**Reading text**.
━━━━━━

Asalamu Alaikum warahmatullahi wabarakatuhu. =)
 

fagie

Junior Member
Salam sister.

What you are feeling emotionally is a hardship in itself.
Don't forget God's promise

Sura As-Sharh(Sura 94, 5-6)
"With every hardship, comes ease. Verily, with hardship comes ease."
 

Bawar

Struggling2Surrender
Dear Bawar,
I have not received proposals, at least not in the last 10 years. I am unsure how you concluded that I have received proposals.

Salam sister,

Sorry if I have misquoted you, but my guess was based on your following words:

I never had much success with traditional "proposals".

I bear in mind the fact that you came here as our sister in Islam for help/advie/consolation and therefore, in way did I mean to offend you and if it has felt that way, pleas forgiveme. I was trying to be of some help and see what solutions could available to your problem.

━━━━━━

**Given data**.
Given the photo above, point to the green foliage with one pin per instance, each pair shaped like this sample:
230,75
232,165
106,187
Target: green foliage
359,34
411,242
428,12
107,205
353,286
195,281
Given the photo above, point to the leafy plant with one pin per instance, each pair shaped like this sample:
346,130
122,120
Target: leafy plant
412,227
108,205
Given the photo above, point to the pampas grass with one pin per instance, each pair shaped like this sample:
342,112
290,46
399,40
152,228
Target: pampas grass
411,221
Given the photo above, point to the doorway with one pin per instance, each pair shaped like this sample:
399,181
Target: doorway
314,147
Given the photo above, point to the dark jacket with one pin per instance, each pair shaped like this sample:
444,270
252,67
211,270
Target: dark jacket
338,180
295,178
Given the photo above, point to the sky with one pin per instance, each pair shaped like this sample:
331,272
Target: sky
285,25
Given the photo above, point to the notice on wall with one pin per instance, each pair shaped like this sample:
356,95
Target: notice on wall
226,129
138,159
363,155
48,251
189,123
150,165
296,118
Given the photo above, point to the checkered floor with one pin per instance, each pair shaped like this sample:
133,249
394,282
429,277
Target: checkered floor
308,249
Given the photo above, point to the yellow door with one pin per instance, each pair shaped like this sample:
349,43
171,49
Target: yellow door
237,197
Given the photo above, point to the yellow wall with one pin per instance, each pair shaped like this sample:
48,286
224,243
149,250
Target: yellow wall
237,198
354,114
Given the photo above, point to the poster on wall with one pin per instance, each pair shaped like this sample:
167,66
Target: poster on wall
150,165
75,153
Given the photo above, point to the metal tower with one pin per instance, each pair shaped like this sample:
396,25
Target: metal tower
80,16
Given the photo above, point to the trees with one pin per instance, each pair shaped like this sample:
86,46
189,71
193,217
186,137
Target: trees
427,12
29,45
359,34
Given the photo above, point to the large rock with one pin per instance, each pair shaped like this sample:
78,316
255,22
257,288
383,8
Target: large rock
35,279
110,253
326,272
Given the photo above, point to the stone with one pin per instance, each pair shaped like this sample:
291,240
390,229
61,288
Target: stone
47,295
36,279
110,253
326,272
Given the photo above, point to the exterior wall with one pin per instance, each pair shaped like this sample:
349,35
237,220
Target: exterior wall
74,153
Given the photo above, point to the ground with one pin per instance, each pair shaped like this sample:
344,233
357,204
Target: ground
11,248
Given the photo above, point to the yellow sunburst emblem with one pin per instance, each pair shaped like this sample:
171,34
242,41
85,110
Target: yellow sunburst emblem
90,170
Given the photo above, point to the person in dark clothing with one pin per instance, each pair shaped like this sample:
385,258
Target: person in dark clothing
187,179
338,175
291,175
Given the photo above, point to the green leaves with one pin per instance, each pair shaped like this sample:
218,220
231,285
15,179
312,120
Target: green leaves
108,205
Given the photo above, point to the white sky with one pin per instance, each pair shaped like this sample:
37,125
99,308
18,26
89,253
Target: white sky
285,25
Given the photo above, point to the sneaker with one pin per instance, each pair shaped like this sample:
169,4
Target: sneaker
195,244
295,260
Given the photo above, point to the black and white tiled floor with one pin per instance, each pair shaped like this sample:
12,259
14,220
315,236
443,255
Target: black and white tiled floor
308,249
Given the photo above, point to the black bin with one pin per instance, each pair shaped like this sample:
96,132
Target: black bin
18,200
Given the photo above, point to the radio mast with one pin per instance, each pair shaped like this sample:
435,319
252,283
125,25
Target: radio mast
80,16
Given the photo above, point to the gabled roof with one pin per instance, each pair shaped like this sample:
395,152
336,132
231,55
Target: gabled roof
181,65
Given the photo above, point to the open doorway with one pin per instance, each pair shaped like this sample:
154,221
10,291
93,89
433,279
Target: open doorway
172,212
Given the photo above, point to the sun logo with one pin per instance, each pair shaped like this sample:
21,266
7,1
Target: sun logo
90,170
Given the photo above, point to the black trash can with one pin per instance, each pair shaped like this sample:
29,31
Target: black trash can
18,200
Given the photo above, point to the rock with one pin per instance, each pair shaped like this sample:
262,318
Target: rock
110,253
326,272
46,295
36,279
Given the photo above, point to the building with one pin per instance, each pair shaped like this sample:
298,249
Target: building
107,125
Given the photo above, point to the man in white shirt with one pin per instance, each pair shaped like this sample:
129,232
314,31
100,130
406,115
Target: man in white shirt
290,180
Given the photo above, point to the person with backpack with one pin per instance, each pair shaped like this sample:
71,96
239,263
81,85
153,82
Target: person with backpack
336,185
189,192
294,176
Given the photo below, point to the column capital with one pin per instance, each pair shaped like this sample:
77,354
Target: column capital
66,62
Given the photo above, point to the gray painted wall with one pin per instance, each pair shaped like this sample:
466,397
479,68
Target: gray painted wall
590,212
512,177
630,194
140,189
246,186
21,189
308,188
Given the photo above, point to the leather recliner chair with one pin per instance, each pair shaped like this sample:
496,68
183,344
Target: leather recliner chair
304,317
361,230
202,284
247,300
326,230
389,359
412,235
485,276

━━━━━━

Write the next part of the forum thread about hardship and marriage proposals, starting after its final sentence. The listing has no connection to the forum thread.

I would restate the advice of Sister ShyHijabi that you involve Imam of Masjid and Muslim sisters and more importantly if possible, your own family.

May Allah (subhanahu wa ta'ala) grant you the best of both abodes for your patience. No good deed and hardship is wasted with Allah.
 

Aapa

Mirajmom
Assalaam walaikum,

You have our prayers and support.

There are many brothers who are not Pakistani. Why not open the field. Why don't you place an ad.
You are still young.

I know for a fact there are many masjids in the NYC and Atlanta area. The brothers are always looking for a wife.

Become proactive.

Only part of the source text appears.